═══ PAGE EXCERPT ═══

# Interesting vintage guitar on Kijiji



## greco (Jul 15, 2007)

It might need new strings !!


1938 ss stewart guitar - Kitchener / Waterloo Musical Instruments For Sale - Kijiji Kitchener / Waterloo Canada.


Cheers

Dave


----------



## Ship of fools (Nov 17, 2007)

Looks to be in fairly good condition and it looks like one of the ones made by Reagl at the time and would fit in with the date and for the meer price of $200.00 it is a steal for all that old mojo. If I were closer that would already have been mine.ship


----------



## snacker (Jun 26, 2008)

so, did you get it?


----------



## keto (May 23, 2006)

I'd guess it's worth somewhere between 15x to 25x the asking price.


----------



## greco (Jul 15, 2007)

keto said:


> I'd guess it's worth somewhere between 15x to 25x the asking price.


Are you serious ?

Snacker...No, I'm trying to scale down !!
I hope to sell some stuff and concentrate on learning how to play what I have.

Cheers

Dave


----------



## snacker (Jun 26, 2008)

greco said:


> Are you serious ?
> 
> Snacker...No, I'm trying to scale down !!
> I hope to sell some stuff and concentrate on learning how to play what I have.
> ...



i know, i know....just teasing - i'm scaling back too which is why i bought a new tele today


----------

═══

TASK SET:
a) Answer these questions using the guitar thread:
(i) What year is the Stewart guitar in the listing?
(ii) What price does Ship of fools give for the guitar?
(iii) What did snacker buy the day of the last post?
b) Reproduce the part of the guitar thread starting at "## Ship of fools" and ending at "you get it?".

═══ INFORMATION GIVEN ═══

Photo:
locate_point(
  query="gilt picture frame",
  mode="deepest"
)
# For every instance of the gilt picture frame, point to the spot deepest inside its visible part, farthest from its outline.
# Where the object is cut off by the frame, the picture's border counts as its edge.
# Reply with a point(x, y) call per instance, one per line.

═══

REPLIES:
a)
(i) 1938
(ii) $200.00
(iii) A new tele

b)
## Ship of fools (Nov 17, 2007)

Looks to be in fairly good condition and it looks like one of the ones made by Reagl at the time and would fit in with the date and for the meer price of $200.00 it is a steal for all that old mojo. If I were closer that would already have been mine.ship


----------



## snacker (Jun 26, 2008)

so, did you get it?